Point annotations for photos:

-=-=-

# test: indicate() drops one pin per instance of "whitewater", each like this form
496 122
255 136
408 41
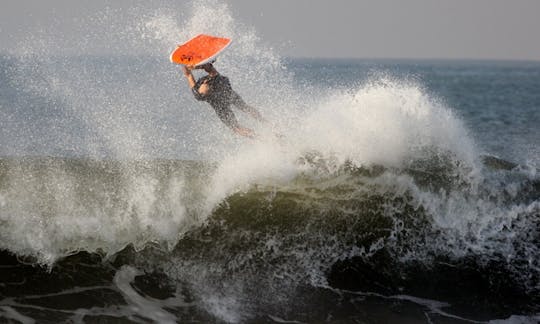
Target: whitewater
122 198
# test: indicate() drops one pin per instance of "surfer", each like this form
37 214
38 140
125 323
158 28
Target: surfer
216 89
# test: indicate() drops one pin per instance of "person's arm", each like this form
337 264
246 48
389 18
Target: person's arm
189 76
191 82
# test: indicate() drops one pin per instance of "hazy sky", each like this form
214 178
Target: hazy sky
480 29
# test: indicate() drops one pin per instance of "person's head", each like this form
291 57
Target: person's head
208 67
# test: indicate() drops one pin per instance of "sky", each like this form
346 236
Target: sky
417 29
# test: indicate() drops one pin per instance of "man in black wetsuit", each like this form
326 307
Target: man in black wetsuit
215 89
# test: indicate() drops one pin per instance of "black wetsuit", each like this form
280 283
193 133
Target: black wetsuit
220 96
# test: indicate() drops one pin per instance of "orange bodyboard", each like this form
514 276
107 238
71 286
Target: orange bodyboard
199 50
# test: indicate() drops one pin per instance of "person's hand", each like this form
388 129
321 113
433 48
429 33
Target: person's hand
187 69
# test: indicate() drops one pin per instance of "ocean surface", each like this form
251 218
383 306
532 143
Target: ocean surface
379 191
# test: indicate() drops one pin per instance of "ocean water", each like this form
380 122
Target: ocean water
396 191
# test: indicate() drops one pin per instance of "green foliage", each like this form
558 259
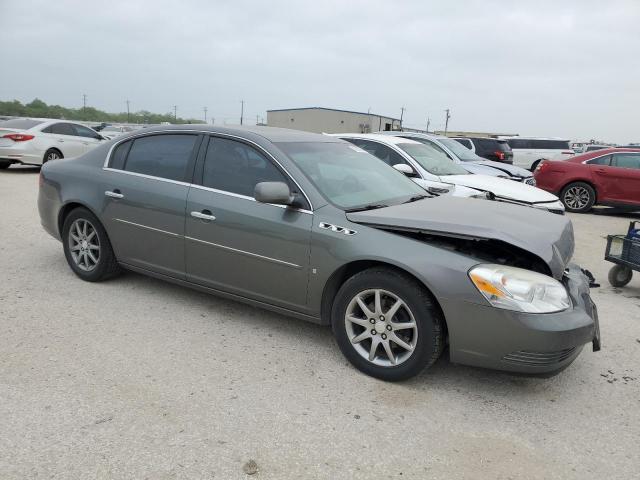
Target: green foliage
38 109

-=-=-

*GOAL OF THE EXERCISE:* Please list every line above that contains the string "orange", copying each one in full. Case counts.

*RESULT FOR THIS TASK:*
# test: indicate() drops one pin per instance of "orange bodyboard", each like this form
Target: orange bodyboard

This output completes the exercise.